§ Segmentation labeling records

.....

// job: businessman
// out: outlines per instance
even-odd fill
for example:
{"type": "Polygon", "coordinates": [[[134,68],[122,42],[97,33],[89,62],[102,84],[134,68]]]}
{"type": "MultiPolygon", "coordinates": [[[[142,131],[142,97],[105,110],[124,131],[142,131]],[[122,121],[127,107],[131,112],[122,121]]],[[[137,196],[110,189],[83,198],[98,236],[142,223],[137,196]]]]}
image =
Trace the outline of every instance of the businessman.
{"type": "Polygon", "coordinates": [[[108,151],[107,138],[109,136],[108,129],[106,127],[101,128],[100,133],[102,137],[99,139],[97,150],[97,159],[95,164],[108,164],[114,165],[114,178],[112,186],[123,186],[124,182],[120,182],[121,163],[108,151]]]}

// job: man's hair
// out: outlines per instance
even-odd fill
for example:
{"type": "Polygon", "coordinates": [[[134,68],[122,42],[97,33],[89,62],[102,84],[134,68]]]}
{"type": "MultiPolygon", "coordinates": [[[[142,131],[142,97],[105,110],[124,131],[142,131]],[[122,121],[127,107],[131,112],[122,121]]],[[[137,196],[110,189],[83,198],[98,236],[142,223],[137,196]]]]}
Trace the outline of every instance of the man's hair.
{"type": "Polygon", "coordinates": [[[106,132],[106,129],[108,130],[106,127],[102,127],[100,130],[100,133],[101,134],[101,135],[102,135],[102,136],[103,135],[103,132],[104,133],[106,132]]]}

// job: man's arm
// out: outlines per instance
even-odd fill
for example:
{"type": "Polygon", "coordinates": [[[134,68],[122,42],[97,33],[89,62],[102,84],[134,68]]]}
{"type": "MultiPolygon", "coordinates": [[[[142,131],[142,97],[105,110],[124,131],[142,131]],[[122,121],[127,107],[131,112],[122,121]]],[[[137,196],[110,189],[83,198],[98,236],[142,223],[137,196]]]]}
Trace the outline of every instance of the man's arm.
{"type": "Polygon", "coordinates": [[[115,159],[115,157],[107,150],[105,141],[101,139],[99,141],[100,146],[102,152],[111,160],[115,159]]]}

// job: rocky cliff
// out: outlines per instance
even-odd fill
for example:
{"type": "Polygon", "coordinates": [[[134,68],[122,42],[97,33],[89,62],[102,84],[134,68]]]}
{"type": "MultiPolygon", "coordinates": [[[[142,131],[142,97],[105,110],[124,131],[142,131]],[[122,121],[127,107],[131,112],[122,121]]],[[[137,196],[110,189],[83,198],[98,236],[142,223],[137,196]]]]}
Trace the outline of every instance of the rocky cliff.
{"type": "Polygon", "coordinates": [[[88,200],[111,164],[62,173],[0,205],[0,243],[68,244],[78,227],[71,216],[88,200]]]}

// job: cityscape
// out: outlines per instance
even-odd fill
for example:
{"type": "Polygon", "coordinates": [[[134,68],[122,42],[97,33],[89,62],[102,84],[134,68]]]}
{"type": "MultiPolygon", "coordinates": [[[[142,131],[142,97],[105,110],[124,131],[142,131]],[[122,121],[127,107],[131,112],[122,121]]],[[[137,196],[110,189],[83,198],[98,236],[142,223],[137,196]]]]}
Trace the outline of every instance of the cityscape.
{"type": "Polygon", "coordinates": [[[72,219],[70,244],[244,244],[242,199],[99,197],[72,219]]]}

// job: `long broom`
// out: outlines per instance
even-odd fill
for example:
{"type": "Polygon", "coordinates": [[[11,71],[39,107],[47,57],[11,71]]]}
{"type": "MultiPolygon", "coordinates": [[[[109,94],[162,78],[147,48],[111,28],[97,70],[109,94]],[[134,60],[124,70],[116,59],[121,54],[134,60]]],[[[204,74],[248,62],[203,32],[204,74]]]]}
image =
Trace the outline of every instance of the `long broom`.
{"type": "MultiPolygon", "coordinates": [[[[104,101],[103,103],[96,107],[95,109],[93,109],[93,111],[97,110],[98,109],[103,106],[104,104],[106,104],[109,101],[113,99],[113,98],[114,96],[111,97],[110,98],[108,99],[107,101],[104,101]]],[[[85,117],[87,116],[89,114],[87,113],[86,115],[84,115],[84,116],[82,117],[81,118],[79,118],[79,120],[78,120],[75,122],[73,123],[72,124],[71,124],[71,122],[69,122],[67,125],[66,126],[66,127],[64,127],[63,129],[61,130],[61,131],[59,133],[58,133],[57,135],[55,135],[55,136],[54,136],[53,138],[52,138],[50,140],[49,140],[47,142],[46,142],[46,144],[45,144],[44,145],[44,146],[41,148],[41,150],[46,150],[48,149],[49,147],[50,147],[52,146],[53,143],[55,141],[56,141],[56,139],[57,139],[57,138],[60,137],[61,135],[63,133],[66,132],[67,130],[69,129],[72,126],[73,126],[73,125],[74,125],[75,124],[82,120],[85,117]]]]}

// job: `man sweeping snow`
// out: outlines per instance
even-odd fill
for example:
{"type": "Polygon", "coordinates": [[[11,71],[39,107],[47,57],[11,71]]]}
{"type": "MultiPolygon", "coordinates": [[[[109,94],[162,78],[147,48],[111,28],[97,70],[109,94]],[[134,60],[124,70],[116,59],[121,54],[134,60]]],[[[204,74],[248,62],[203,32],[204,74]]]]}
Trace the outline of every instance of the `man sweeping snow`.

.....

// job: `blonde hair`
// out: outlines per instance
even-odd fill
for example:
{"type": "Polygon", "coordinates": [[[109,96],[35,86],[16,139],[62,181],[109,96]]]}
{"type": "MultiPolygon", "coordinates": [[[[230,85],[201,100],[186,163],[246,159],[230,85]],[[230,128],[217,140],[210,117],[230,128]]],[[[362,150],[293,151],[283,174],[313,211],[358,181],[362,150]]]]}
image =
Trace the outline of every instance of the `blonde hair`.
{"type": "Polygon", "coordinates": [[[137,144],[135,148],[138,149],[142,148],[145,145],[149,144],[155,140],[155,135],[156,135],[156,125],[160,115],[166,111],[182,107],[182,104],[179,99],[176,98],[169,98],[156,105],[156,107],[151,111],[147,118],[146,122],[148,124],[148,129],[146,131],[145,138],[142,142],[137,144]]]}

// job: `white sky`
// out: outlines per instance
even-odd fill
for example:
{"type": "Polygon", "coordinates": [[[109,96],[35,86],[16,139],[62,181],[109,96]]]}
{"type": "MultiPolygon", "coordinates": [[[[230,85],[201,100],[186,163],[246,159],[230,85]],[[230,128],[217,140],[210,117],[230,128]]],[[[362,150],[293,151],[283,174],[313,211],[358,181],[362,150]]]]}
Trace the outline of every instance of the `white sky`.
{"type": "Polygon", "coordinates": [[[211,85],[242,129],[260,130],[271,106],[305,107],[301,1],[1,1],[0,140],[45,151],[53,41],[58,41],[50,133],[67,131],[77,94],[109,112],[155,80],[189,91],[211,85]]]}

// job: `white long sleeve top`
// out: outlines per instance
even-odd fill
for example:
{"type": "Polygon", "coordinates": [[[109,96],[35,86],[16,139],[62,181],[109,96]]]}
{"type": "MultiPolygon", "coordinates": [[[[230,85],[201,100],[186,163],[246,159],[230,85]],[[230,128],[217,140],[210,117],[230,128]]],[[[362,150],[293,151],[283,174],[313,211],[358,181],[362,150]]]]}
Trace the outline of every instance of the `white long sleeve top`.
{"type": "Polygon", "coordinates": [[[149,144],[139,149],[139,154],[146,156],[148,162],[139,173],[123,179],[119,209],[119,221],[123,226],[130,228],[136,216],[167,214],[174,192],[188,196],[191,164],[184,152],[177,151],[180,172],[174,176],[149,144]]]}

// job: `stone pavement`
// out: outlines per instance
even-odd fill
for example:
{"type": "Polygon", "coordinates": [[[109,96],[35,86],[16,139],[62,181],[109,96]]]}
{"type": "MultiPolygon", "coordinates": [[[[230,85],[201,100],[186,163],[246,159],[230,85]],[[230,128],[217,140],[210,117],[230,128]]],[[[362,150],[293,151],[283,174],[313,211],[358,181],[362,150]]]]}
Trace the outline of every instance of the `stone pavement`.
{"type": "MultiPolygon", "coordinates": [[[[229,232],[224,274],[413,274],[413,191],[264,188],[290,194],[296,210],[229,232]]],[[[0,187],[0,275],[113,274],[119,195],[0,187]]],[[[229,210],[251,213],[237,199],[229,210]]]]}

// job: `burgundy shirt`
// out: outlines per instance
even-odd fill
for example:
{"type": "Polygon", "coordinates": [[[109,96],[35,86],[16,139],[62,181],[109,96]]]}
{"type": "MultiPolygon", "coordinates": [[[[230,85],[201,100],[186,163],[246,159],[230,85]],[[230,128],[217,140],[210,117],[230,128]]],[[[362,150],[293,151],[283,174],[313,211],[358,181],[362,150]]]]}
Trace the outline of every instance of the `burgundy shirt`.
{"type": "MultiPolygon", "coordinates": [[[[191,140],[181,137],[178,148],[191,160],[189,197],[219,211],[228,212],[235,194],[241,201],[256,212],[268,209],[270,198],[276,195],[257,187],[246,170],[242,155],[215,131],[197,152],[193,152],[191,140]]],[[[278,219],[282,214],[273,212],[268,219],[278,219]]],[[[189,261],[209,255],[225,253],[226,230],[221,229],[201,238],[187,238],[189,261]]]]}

.....

§ Given exercise
Locate every line in the records above that contains the word "businessman" and copy each one out.

§ Answer to this exercise
// job: businessman
Trace the outline of every instance of the businessman.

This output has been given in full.